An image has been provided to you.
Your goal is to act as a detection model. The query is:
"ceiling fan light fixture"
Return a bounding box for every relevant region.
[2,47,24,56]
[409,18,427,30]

________________

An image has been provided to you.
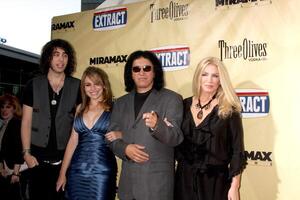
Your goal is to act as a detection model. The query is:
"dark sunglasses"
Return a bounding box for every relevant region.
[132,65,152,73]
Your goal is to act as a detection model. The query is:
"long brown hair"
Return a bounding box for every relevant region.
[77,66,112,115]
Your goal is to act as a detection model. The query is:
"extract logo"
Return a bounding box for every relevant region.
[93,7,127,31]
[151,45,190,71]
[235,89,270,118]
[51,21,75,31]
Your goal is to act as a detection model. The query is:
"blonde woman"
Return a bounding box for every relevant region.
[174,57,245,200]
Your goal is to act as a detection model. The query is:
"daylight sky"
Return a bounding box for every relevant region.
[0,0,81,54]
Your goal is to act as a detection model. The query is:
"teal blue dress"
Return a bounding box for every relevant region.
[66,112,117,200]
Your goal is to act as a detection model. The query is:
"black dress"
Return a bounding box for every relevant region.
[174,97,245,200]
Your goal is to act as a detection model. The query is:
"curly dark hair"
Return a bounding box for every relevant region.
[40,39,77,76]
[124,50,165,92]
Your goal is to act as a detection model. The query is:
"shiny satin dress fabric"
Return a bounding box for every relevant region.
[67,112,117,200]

________________

▸ **DIRECTIONS FOR THIS TASK**
Count the lines above that contain the string "dress", with case counting, and give only that number.

▸ **OUTPUT FOR THIS EXERCISE**
3